▸ **Problem statement**:
The lines to be copied run from the one containing "Target = silver porsche panamera" to the end of the material below; reproduce them exactly, including both ends, and nothing more.

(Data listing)
——————

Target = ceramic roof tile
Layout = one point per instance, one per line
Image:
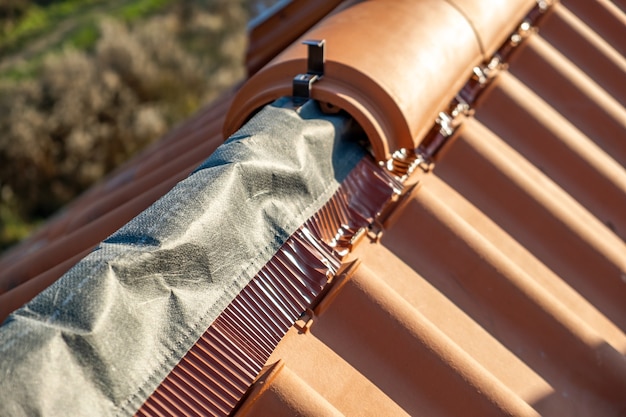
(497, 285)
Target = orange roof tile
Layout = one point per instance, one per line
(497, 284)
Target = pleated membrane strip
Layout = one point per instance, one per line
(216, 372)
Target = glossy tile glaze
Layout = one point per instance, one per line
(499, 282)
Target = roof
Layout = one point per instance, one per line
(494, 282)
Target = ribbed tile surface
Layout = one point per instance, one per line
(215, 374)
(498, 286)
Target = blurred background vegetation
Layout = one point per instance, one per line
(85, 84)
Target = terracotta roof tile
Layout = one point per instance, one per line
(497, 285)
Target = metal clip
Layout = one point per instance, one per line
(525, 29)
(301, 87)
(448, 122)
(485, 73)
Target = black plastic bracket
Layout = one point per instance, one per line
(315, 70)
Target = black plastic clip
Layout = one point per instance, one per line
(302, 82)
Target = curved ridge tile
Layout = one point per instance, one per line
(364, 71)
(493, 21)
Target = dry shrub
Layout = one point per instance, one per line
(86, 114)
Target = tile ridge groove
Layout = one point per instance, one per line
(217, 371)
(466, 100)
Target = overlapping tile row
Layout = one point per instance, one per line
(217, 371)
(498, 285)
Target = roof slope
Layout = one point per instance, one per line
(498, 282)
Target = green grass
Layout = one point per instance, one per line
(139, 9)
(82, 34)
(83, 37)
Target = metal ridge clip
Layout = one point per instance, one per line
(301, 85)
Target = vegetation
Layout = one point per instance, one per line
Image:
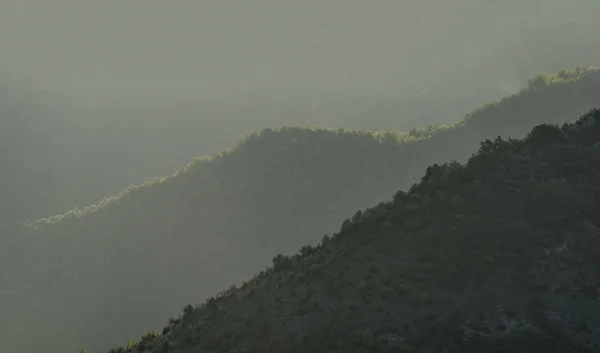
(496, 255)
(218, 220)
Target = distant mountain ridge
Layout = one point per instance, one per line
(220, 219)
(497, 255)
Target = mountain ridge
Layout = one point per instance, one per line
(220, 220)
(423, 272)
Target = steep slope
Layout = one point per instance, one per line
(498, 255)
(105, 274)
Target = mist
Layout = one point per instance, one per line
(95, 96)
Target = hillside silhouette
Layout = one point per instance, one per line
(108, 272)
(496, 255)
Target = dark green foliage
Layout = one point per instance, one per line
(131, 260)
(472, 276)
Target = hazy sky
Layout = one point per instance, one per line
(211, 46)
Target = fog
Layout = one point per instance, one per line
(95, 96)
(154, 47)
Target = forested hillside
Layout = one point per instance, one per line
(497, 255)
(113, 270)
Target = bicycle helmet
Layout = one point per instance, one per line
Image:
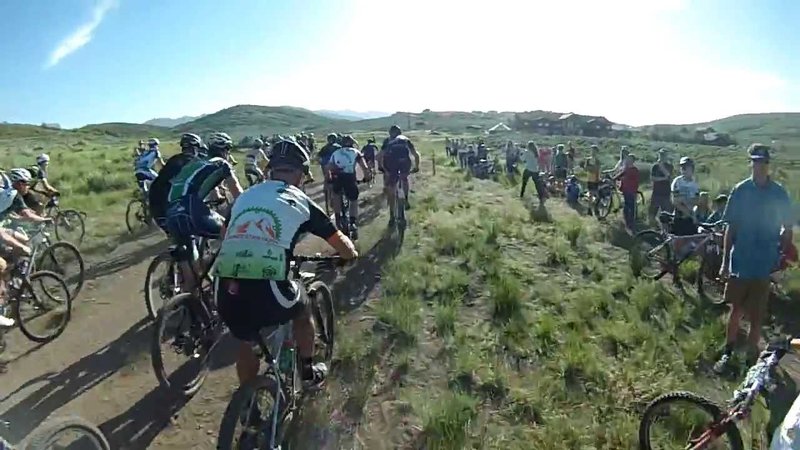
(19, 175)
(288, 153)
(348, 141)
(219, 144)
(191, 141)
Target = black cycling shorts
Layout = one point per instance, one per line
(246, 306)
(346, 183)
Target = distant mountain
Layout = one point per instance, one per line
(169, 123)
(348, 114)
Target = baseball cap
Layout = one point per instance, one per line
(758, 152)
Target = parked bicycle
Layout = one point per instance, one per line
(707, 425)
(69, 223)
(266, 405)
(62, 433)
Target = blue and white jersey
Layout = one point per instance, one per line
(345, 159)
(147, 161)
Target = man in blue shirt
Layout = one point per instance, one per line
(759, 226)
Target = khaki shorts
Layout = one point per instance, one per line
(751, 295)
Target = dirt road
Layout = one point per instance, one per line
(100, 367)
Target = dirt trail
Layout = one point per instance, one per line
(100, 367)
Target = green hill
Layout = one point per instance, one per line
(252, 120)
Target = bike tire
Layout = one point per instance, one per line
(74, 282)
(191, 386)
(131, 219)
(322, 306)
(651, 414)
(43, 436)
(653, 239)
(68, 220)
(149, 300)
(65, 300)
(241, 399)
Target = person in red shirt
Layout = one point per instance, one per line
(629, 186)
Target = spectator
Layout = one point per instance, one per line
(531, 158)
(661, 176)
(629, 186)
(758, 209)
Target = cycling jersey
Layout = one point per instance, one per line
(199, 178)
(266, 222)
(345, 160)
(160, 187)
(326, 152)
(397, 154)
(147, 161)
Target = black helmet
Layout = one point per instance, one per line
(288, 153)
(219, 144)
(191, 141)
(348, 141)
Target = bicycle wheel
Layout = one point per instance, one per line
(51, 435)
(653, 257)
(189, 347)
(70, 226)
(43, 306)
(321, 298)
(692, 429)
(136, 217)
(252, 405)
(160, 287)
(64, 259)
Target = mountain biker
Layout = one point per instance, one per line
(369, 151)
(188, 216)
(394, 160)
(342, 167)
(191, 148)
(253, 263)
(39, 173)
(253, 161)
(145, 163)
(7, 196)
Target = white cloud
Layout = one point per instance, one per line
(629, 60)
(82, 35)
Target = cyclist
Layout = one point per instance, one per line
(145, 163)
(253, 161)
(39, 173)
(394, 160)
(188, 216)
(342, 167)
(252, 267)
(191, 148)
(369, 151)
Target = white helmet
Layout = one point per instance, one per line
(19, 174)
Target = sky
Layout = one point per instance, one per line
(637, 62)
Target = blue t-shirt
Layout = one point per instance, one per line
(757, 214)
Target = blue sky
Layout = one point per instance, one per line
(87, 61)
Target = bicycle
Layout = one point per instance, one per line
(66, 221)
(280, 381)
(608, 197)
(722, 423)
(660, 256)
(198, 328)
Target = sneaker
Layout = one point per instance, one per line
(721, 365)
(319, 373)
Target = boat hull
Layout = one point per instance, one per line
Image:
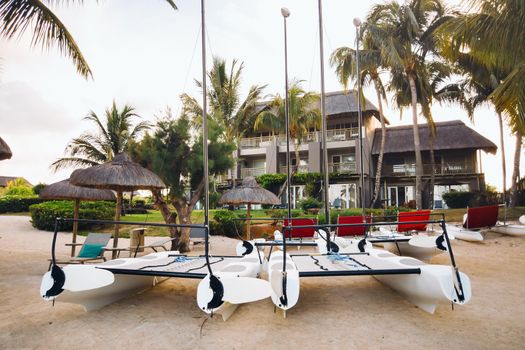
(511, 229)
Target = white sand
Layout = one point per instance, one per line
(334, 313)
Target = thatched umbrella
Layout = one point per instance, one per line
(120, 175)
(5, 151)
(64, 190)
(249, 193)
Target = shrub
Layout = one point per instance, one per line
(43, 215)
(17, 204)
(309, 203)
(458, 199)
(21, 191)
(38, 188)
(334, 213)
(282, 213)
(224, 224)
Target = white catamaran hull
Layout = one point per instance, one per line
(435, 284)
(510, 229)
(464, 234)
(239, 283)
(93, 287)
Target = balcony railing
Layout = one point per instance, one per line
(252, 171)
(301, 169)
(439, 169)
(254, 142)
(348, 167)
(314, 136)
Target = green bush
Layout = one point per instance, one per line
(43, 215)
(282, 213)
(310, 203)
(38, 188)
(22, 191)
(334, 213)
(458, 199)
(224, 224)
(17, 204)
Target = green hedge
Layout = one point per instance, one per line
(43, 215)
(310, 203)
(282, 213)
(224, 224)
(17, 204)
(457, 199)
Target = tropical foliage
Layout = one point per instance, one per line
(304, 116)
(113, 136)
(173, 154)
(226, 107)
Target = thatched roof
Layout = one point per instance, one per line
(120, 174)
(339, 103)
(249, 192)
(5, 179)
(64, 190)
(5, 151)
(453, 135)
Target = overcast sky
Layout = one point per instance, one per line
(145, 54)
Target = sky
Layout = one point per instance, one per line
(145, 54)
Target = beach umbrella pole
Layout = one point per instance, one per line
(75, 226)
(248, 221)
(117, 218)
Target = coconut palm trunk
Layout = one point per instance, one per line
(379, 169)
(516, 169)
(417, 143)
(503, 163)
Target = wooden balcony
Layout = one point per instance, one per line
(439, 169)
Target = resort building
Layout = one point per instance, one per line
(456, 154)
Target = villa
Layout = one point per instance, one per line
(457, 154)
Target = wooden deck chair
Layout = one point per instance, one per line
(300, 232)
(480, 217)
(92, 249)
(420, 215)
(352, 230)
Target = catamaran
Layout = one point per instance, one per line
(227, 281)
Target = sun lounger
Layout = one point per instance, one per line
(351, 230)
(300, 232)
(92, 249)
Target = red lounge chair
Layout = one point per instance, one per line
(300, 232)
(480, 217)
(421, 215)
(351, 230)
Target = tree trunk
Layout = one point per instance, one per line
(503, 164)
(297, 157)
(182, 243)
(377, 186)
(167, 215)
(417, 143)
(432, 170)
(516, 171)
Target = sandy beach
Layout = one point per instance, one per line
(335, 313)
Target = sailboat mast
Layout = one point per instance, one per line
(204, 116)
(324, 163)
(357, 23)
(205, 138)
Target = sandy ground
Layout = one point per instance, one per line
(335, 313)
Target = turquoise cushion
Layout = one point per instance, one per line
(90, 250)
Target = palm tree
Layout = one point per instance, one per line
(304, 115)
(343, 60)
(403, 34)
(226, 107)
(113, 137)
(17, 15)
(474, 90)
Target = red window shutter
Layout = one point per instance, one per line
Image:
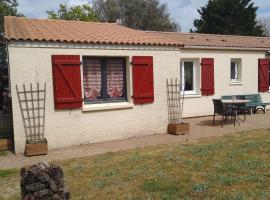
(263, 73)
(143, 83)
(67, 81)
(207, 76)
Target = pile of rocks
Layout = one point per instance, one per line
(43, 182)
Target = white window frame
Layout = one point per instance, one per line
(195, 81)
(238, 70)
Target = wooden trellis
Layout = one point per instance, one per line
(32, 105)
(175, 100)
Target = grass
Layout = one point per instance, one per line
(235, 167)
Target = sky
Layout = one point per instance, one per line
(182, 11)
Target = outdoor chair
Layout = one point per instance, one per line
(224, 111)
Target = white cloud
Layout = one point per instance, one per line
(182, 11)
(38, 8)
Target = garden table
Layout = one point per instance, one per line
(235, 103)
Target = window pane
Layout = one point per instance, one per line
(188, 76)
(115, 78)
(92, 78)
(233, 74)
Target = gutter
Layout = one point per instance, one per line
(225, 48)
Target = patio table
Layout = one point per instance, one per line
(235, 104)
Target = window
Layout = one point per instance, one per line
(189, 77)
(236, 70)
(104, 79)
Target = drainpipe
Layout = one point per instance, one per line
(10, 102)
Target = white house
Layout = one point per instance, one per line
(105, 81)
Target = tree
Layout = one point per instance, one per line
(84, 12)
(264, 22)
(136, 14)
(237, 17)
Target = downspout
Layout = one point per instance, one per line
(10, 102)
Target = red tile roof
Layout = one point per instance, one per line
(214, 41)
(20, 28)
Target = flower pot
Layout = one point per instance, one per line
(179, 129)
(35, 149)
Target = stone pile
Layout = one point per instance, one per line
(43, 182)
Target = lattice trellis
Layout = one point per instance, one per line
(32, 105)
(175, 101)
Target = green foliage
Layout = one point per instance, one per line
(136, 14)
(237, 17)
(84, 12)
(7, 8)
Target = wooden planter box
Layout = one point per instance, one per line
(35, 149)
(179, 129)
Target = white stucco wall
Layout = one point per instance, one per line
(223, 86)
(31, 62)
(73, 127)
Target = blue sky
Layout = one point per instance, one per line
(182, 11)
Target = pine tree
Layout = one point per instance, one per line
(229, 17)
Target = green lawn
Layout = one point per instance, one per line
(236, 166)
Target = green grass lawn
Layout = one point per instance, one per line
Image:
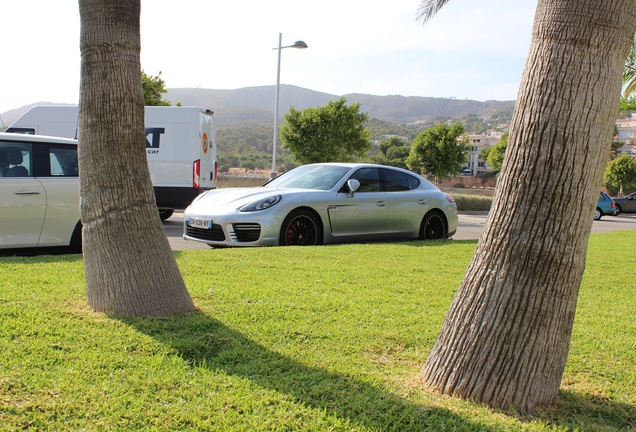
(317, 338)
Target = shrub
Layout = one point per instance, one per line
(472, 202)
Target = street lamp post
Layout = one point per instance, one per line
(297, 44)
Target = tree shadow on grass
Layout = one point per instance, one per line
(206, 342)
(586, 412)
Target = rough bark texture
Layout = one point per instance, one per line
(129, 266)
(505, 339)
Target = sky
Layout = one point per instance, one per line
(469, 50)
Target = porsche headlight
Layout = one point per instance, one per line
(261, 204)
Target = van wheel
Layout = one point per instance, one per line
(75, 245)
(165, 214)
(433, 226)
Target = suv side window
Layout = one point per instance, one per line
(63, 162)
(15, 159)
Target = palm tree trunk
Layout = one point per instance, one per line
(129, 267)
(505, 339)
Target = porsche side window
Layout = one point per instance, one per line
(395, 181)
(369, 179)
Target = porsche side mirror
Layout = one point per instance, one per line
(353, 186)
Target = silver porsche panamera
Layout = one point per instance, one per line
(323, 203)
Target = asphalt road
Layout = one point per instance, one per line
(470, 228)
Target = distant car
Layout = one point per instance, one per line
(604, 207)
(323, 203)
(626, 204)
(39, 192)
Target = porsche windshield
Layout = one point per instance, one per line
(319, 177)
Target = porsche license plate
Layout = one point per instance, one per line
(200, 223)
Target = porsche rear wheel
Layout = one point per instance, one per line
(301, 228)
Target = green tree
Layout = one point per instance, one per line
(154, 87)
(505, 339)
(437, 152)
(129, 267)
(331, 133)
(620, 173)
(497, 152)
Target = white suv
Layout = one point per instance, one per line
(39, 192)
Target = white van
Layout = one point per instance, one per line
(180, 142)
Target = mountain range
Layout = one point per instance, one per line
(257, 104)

——————

▸ **Answer to this exercise**:
Target = silver porsche panamera
Layout = one point per instance, one per line
(323, 203)
Target = asphalt road
Layout = one point per instance, one per line
(470, 228)
Target = distant car
Layout = one point per instance, one per line
(604, 207)
(323, 203)
(626, 204)
(39, 192)
Target = porsche windshield
Layout = one point per instance, one per line
(319, 177)
Target = porsche license plate
Layout = one point per instance, one per line
(200, 223)
Target = porsche rear wheel
Layout = one point per instance, one per line
(301, 228)
Target = green tree
Layout = one point per instance, one per line
(154, 87)
(505, 339)
(437, 152)
(129, 267)
(331, 133)
(620, 173)
(497, 152)
Target = white suv
Layout = one point per instance, one per line
(39, 192)
Target = white van
Layout = one point per instance, one per line
(180, 142)
Target = mountain range
Layout = one point per instance, one per line
(257, 104)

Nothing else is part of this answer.